> _Das Interview_
==================================================

Breitkreuz: „Das weiß ich nicht. So etwas ist die Aufgabe meines Beraters. Ich kümmere mich um das Sportliche und arbeite jeden Tag an mir. Und ich konzentriere mich voll auf unsere und meine Aufgabe , mit dem FC Erzgebirge Aue die Liga zu halten.“
Ein Verbleib in Aue ist allerdings unwahrscheinlich, oder?
Breitkreuz: „Ich sage von Haus aus, dass man niemals nie sagen darf. Aber wie eben gesagt: Es fällt in die Aufgabe meines Beraters, meinen Weg zu ebnen.“
Sie haben bis zu Ihrem 24. Lebensjahr für die zweite Mannschaft von Hertha BSC gespielt. Wie nahe waren Sie dort an den Profis?
Breitkreuz: „Ich habe unter Jos Luhukay und Pal Dardai einige Trainingseinheiten mitgemacht. Es stand aber wohl kaum zur Debatte, dass ich einen Profivertrag erhalte. Ich gehörte zu den ältesten Spielern. Der Verein hat lieber auf jüngere Talente gesetzt.“
Warum haben Sie den Sprung zu einem anderen Verein nicht früher gewagt?
Breitkreuz: „Der Hauptgrund war, dass ich zweimal schwer verletzt war (zwei Kreuzbandrisse, Anm.d.Red.). Danach wollte ich einfach Spielpraxis sammeln. Dies wurde mir bei der U 23 von der Hertha geboten. Dort konnte ich unter professionellen Bedingungen trainieren. Und um ehrlich zu sein: Es fehlte damals auch an Angeboten. Im Sommer 2015 habe ich dann den Schritt nach Aue gemacht. Ich bin sehr stolz, dann mit dem Verein aufgestiegen zu sein.“
Wie haben Sie sich als Berliner im beschaulichen Aue eingelebt?

==================================================

> _Vorliegende Einträge_
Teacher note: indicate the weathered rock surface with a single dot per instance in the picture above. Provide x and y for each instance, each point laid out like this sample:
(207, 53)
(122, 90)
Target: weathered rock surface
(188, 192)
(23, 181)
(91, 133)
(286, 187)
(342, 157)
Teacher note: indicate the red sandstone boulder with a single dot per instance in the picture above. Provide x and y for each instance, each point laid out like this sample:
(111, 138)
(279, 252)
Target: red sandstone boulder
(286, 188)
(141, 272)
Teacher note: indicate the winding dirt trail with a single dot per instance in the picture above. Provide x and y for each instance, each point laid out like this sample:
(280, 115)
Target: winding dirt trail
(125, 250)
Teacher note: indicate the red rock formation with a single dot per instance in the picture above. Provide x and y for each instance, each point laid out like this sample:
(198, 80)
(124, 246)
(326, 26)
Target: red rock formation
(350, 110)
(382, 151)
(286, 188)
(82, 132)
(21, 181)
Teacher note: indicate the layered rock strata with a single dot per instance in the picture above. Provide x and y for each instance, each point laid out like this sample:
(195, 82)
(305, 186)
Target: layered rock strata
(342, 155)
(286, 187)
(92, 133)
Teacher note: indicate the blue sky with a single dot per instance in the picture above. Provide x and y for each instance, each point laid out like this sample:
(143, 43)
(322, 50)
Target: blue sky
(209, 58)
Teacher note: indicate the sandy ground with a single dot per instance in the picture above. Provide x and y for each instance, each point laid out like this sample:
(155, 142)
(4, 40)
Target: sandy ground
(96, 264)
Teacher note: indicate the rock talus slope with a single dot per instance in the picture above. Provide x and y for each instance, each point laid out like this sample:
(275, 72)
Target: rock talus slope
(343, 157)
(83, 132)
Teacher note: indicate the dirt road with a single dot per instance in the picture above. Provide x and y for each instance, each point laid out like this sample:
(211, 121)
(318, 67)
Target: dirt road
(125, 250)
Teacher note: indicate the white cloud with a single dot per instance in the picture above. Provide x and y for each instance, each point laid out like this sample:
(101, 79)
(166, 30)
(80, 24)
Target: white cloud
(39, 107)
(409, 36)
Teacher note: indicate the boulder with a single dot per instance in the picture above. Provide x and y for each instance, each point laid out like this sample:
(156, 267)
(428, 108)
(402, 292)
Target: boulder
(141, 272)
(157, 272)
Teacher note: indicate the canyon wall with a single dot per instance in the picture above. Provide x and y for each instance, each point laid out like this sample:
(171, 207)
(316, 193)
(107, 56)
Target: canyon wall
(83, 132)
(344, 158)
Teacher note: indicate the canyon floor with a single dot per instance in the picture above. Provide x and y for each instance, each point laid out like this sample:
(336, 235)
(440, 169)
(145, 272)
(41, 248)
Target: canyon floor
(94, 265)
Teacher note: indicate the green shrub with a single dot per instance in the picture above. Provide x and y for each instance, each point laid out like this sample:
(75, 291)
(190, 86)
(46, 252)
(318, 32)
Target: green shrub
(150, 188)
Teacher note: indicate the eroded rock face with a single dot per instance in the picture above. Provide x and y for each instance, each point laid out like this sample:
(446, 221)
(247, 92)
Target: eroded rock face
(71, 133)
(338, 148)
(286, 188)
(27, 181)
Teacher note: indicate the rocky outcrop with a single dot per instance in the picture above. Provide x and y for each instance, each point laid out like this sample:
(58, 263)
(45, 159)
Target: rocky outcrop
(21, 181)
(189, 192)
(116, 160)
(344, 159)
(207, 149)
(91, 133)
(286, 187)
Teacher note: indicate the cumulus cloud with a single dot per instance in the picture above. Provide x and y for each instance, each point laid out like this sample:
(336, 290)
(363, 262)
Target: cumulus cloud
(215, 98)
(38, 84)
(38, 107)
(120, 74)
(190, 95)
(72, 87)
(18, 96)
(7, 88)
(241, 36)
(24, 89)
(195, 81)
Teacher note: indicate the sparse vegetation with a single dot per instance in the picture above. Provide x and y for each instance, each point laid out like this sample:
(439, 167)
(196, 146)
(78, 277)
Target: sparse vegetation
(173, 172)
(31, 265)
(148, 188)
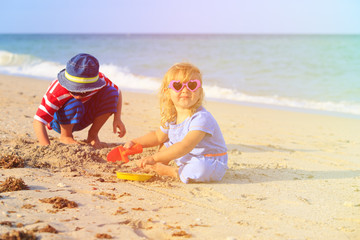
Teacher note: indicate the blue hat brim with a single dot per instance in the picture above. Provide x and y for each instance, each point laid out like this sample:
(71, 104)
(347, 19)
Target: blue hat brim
(79, 87)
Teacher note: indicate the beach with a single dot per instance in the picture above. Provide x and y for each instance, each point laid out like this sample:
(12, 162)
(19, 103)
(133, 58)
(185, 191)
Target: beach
(291, 175)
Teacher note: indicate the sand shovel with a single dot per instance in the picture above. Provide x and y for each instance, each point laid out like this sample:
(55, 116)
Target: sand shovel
(121, 154)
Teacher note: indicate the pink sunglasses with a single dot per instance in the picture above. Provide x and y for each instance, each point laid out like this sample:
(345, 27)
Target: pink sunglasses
(192, 85)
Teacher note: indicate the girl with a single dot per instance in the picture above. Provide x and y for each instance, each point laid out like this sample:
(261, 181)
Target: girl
(188, 133)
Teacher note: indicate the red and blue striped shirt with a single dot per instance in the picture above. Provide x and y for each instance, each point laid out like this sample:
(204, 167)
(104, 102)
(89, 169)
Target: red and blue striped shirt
(56, 96)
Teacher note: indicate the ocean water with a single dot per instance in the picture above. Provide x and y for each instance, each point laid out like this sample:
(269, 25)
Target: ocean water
(300, 72)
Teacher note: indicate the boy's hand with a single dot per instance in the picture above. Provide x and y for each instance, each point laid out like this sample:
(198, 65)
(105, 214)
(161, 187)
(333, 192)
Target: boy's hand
(145, 161)
(118, 124)
(129, 144)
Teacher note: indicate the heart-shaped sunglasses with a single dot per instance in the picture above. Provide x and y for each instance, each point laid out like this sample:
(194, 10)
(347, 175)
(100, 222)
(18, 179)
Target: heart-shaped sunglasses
(192, 85)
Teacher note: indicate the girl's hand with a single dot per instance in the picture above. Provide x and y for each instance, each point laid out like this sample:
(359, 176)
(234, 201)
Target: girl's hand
(145, 161)
(129, 144)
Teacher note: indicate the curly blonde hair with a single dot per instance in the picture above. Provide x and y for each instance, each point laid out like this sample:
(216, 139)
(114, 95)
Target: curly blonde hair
(183, 72)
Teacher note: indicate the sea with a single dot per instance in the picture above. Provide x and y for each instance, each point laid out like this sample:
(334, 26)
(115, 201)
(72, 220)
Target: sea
(307, 73)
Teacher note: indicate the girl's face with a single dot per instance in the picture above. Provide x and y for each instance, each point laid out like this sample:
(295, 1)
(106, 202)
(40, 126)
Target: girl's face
(187, 96)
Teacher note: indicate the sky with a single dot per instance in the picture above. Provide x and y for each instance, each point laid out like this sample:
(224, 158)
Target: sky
(182, 16)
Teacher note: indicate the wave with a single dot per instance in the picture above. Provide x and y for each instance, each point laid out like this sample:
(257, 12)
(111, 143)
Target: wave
(344, 107)
(27, 65)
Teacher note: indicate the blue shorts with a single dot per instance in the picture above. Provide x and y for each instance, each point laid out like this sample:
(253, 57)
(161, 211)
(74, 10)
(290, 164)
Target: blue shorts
(83, 114)
(202, 168)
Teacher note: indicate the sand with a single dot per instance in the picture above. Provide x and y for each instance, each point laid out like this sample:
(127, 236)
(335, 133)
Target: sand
(292, 176)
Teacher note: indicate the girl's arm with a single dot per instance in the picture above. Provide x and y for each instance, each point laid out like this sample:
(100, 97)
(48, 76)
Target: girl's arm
(41, 133)
(151, 139)
(176, 150)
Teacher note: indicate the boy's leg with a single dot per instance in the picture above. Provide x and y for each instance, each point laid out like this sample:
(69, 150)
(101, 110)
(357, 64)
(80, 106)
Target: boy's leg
(66, 118)
(66, 134)
(97, 111)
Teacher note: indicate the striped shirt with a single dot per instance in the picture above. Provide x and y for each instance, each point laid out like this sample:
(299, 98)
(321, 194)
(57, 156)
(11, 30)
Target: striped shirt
(56, 96)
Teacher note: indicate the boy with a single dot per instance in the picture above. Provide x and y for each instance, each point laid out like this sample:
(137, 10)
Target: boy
(79, 97)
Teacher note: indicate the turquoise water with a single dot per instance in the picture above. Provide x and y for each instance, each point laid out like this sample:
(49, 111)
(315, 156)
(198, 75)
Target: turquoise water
(305, 72)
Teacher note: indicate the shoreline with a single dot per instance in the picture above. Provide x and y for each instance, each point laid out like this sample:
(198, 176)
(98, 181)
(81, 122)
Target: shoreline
(291, 176)
(241, 103)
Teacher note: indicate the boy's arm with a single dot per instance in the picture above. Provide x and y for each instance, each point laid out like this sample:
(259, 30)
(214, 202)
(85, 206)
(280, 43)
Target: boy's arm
(41, 133)
(117, 123)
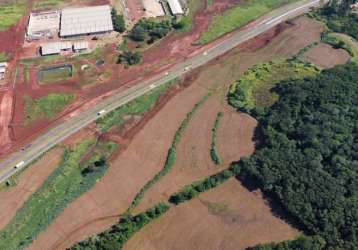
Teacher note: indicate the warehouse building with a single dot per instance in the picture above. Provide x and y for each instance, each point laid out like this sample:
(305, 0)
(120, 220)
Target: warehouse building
(86, 21)
(42, 25)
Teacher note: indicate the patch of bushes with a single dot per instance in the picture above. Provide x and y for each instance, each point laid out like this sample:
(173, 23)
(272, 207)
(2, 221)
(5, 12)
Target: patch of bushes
(120, 233)
(252, 93)
(193, 190)
(129, 58)
(119, 24)
(171, 156)
(63, 186)
(214, 151)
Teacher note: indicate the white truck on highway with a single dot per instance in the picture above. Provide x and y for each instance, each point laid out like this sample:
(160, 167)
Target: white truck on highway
(19, 165)
(101, 112)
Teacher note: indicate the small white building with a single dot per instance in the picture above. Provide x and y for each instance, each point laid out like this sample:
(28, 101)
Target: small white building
(175, 7)
(86, 21)
(3, 66)
(80, 46)
(43, 24)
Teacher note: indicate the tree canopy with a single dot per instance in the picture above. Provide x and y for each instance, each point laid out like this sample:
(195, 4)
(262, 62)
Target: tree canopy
(307, 159)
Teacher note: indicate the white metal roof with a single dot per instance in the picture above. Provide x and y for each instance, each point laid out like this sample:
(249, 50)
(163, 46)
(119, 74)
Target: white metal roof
(175, 7)
(81, 21)
(43, 21)
(80, 45)
(55, 48)
(3, 64)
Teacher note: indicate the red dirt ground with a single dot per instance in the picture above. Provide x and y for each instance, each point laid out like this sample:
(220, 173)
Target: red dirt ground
(323, 55)
(28, 182)
(100, 207)
(227, 217)
(6, 106)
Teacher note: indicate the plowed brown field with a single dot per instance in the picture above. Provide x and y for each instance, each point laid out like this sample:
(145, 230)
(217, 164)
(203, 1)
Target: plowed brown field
(227, 217)
(28, 182)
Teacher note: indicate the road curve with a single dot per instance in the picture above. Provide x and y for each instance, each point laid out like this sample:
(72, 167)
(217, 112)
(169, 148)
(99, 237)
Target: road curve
(62, 131)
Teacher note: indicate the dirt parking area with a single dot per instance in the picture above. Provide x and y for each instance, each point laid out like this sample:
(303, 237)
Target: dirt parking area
(100, 207)
(228, 217)
(29, 181)
(323, 55)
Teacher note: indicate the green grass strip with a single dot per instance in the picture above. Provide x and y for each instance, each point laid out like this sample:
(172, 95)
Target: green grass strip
(214, 151)
(171, 156)
(63, 186)
(239, 16)
(138, 106)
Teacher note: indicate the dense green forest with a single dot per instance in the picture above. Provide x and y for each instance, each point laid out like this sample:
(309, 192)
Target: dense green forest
(307, 159)
(339, 17)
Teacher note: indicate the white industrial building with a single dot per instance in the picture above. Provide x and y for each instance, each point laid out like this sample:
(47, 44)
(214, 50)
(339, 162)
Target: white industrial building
(86, 21)
(44, 24)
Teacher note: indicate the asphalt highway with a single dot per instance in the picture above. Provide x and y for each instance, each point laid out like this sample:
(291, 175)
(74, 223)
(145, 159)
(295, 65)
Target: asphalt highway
(46, 141)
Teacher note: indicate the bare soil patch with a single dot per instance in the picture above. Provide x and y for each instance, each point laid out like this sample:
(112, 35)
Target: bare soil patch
(145, 155)
(28, 182)
(325, 56)
(228, 217)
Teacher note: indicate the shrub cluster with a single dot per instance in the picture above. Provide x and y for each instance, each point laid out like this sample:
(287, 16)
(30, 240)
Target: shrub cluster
(119, 24)
(171, 156)
(120, 233)
(193, 190)
(129, 58)
(214, 151)
(149, 30)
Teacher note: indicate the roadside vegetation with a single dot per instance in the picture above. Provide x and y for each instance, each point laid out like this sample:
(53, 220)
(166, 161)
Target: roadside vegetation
(193, 190)
(3, 56)
(45, 107)
(253, 92)
(138, 106)
(79, 170)
(121, 232)
(307, 159)
(239, 16)
(171, 156)
(186, 23)
(213, 150)
(11, 12)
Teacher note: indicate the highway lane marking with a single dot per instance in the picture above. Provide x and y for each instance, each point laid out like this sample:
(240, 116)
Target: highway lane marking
(291, 11)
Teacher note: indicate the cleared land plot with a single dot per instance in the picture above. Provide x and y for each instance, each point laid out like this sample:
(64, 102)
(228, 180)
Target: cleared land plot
(96, 210)
(46, 107)
(238, 16)
(55, 74)
(27, 183)
(11, 12)
(227, 217)
(323, 55)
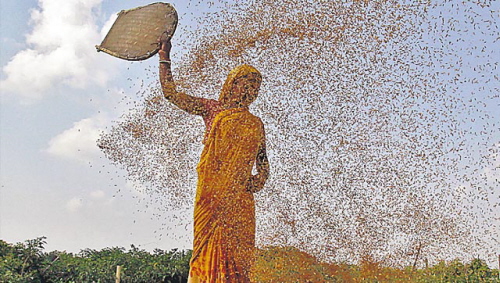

==================================================

> _Aufgaben bearbeiten_
**a)** Unter welchen Trainern absolvierte Breitkreuz laut dem Interview Trainingseinheiten bei den Profis?
**b)** Fasse das Interview in zwei Sätzen zusammen.
**c)** Führe das Interview mit Breitkreuz von der Stelle an weiter, an der es endet.

> _Lösungen_
**a)** Unter Jos Luhukay und Pal Dardai.

**b)** Breitkreuz überlässt die Planung seiner Zukunft seinem Berater, konzentriert sich auf den Klassenerhalt mit dem FC Erzgebirge Aue und schließt einen Verbleib dort nicht völlig aus. Nachdem er bis zu seinem 24. Lebensjahr für die zweite Mannschaft von Hertha BSC gespielt hatte, ohne Aussicht auf einen Profivertrag, wechselte er wegen zweier Kreuzbandrisse und fehlender Angebote erst im Sommer 2015 nach Aue und ist stolz auf den Aufstieg mit dem Verein.

**c)**
Breitkreuz: „Das ging relativ schnell. Nach dem Abstieg aus der 2. Liga gab es im Verein einen großen Umbruch. Aus ganz Deutschland kamen viele neue Spieler hierher. Wir sind dadurch schneller zusammengerückt. Natürlich ist es etwas ganz Neues, als Berliner nach Aue zu kommen. Aber ich wollte höherklassig Fußball spielen. Aue war meine große Chance.“
Ist es im Abstiegskampf vielleicht ein Vorteil, dass in Aue mehr Ruhe herrscht als in Hamburg, München oder Kaiserslautern?
Breitkreuz: „Ich kann nicht beurteilen, wie die Situation bei den anderen Vereinen ist. Bei uns ist dank der Siege jedenfalls eine richtige Euphorie aufgekommen – sowohl bei der Mannschaft wie auch bei den Fans. Die letzten beiden Heimspiele waren ausverkauft. Auch beim Auswärtsspiel in Berlin wurden wir von vielen Fans unterstützt. Es geht ein positiver Ruck durch Aue.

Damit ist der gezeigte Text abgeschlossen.